> [Objetivo declarado 1]:
Segundo a crítica sobre Jogador Nº1, qual filme Spielberg estabeleceu como o primeiro blockbuster da História?
> [Objetivo declarado 2]:
Com base na crítica sobre Jogador Nº1, explique em até três frases por que Spielberg é apontado como um dos principais responsáveis pela formação cinéfila de quem escreve.
> [Objetivo declarado 3]:
Retome a crítica sobre Jogador Nº1 a partir da última frase apresentada e dê continuidade ao texto.

> [Trecho de origem]:
===============

Antes de analisar Jogador Nº1, devo fazer uma confissão: seu diretor, Steven Spielberg é um dos principais responsáveis pela minha formação como cinéfilo. Jogador Nº1Spielberg não só alimentou minha paixão pela Sétima Arte produzindo obras com as quais cresci, como me ajudou a enxergar o outro lado do Cinema. Mostrou que é possível fazer uma grande aventura calcada apenas no puro oferecimento de entretenimento, sem, com isso, ofender a inteligência do espectador ou abusar desta. Um dos mais talentosos cineastas de todos os tempos, Spielberg sempre foi capaz de entregar não só dramas densos e complexos, como A Lista de Schindler e Munique, como também entregou pérolas que aos poucos foram se consolidando como pilares da cultura popular. Aliás, não podemos esquecer que foi ele quem criou o conceito de ‘blockbuster’, ao estabelecer Tubarão, em 1975, como o primeiro da História.

===============

> [Dados fornecidos]:
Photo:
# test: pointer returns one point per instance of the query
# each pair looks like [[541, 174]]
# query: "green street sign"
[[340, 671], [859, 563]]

===============

> [Resposta correta 1]:
Tubarão, em 1975.

> [Resposta correta 2]:
Spielberg alimentou a paixão de quem escreve pela Sétima Arte ao produzir obras com as quais essa pessoa cresceu. Também a ajudou a enxergar o outro lado do Cinema. Mostrou que é possível fazer uma grande aventura calcada apenas no entretenimento sem ofender a inteligência do espectador nem abusar dela.

> [Resposta correta 3]:
E quando digo ‘cultura popular’, me refiro não apenas a filmes dirigidos por Spielberg, como E.T. – O Extraterrestre e Jurassic Park, mas também a produções concebidas em parceria com nomes como o de Robert Zemeckis (De Volta Para o Futuro) e George Lucas (Os Caçadores da Arca Perdida). A década de 80, diga-se de passagem, corresponde ao auge de Spielberg como artista, sendo responsável pela produção de Gremlins, Uma Cilada Para Roger Rabbit, Poltergeist e Os Goonies. Isso para não mencionar suas produções mais recentes, já que ele se mantém como um dos mais prolíficos de sua geração.

Isso tudo, caro leitor, é para dizer que Steven Spielberg, depois de algumas décadas afastado, está de volta ao gênero que ajudou a consolidar. E vou além: seu retorno é triunfal, pois este Jogador Nº1 é uma de suas obras mais divertidas, comprovando que seu talento permaneceu intocável.

Adaptado do livro homônimo de Ernest Cline, o roteiro assinado pelo próprio Cline ao lado de Zak Penn (Os Vingadores) se passa em 2045, num momento em que a Sociedade sofre com a superpopulação e a escassez de combustível além do descaso dos governantes, já que ‘as pessoas se acostumaram a sobreviver aos problemas, ao invés de solucioná-los’, como diz o protagonista Wade Watts, em certo momento. Watts, aliás, é um adolescente comum que vive numa comunidade pobre em Ohio (Estados Unidos), escapando frequentemente de seu cotidiano desinteressante através do OASIS, uma espécie de jogo em realidade virtual onde seu usuário pode ser quem quiser e viver num mundo muito mais atraente.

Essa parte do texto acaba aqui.